Given text:
►

It’s The Ron Paul Family Cookbook!

Not a hoax, apparently this is a real thing. You gotta love a cookbook that includes a chicken recipe submitted by a vegetarian. What could possibly go wrong?

Mrs. Sciulli, despite being a vegetarian, contributed to the 2009 edition Golfer’s Chicken, a dish made of chicken parts coated with powdered onion soup mix, salad dressing and apricot jam. “You have to fall off the wagon now and again,” she said.

I think I just threw up in my mouth.

Or this:

For the traditional White House Super Bowl Party, what about Spicy Crackers? The cookbook says they are simple: Empty a box of saltine crackers into a jug, add 1½ cups of oil, 3 tablespoons of crushed red pepper flakes and a package of dry Ranch dressing mix. Roll the jug around to mix the contents, “allow the crackers to set for several hours and then, enjoy!”

I’d love to but I’m still trying to figure out how to get the damn saltines inside a jug.

This cracked me up:

Peggy Paul said some Ron Paul supporters have told the family they framed their cookbooks. “But then,” she said, “how would you use it?”

Indeed! Then again, the executive chef of Washington’s Ritz-Carlton hotel told the Wall Street Journal he tried a few of the recipes and thinks the book is better framed on the wall than used for meal planning.

9 Comments

Filed under food, Ron Paul, weird stuff

9 responses to “It’s The Ron Paul Family Cookbook!

  1. Joe

    Eh, I’ll take the 1955 Women’s Press Club cookbook I told you about with the recipe from J. Edgar Hoover (Washington’s “most eligible bacholor”!) for Popovers or LBJ’s home made ice cream. These pale in comparison – not surprisingly. One of these days, someone going to grab this gem off my bookstore shelf!

  2. ThresherK

    Joe,

    When I saw “chicken coated with onion soup mix” I already was thinking “1955” or thereabouts.

    • In all fairness, my mother used onion soup mix in lots of things. It’s one of the things that set her delicious meat loaf apart from others; that and the ketchup/mustard/brown sugar glaze!

      • Blech. I know we all grew up eating crap — I remember Swanson’s TV dinners with “Salisbury steak,” a “vegetable medley” and that apple cinnamon dessert thingie. But fer crying out loud, that’s before we knew better! My rule of thumb is, if I cannot pronounce any of the ingredients, I ain’t eating it.

◄

Assigned task 1: From the Ron Paul cookbook post, list every ingredient that goes into the Spicy Crackers.
Assigned task 2: Extend the Ron Paul cookbook post beyond its last sentence.

Stored records:
►

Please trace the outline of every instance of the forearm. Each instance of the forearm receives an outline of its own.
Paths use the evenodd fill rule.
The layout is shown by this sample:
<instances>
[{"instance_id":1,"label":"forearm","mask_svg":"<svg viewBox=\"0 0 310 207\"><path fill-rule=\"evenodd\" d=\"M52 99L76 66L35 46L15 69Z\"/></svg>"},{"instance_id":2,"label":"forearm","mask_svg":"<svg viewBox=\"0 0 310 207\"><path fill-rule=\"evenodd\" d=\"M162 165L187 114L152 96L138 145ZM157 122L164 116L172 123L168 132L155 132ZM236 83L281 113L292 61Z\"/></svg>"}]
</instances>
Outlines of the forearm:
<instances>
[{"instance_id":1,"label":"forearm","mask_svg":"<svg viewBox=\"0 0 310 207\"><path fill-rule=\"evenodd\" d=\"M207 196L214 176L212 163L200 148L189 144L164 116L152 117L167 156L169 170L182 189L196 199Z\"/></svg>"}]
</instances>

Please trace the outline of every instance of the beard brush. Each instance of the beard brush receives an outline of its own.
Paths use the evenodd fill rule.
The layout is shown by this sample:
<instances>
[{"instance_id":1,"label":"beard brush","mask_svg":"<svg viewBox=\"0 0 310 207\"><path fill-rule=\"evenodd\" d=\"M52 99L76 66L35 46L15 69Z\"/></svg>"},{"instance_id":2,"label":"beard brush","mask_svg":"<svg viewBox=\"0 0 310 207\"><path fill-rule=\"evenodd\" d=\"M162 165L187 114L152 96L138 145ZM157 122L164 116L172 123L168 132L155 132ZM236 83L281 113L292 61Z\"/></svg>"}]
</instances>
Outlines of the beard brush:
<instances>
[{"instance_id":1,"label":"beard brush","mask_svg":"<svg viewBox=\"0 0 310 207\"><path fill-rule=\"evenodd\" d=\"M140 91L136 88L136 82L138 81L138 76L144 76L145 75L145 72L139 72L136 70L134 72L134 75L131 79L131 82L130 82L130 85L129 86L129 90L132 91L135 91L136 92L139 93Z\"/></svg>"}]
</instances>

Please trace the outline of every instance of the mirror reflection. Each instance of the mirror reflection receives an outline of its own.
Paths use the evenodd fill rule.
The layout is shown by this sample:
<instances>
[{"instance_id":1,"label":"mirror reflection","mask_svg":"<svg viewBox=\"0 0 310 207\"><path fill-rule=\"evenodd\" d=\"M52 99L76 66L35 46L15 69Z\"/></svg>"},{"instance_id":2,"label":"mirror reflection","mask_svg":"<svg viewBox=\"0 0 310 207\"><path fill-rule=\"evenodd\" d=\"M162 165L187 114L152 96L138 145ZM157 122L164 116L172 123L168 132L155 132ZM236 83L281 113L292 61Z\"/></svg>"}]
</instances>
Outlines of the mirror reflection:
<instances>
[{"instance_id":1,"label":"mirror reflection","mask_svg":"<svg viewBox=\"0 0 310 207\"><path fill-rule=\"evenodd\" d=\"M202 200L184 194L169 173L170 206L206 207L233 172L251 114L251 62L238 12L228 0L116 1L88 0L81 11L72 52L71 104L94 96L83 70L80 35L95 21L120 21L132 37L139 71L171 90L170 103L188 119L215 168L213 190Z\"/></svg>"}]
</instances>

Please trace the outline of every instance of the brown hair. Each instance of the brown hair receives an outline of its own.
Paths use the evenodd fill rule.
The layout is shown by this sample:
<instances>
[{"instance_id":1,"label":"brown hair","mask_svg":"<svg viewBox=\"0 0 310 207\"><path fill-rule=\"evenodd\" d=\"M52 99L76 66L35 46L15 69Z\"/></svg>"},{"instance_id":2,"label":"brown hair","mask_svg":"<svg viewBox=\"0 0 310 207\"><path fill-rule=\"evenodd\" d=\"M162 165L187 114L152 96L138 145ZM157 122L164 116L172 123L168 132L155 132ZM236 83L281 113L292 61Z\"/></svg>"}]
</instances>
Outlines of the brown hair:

◄

Response 1: A box of saltine crackers, 1½ cups of oil, 3 tablespoons of crushed red pepper flakes, and a package of dry Ranch dressing mix.

Response 2:
        Anyway, I’m a huge make-your-own type. I’d no sooner buy a package of dehydrated chemical waste flavored to resemble salty onions than I’d stick a fork in my eye. These days you can buy all of the spices and other ingredients — including dehydrated onions — and whip up your own in some Greek-style yogurt, without the MSG, disodium guanylate, disodium inosinate, partially hydrogenated vegetable oils, hydrolyzed soy protein and — what Frankenfood would be complete without it? — CORN SYRUP that’s in the stuff Lipton’s hawks.

        Do not eat that crap, people. Unless you want to end up senile like Ron Paul, and with serious abdominal and heart problems like his wife. Free hand of the market, indeed.

      • ThresherK

        If you want to gooor-may up “California Dip”, Alton Brown does a nice job.

        It’s part of our Rose Parade ritual.

  3. “disodium guanylate”

    Twice salted batshit made into a coffee drink?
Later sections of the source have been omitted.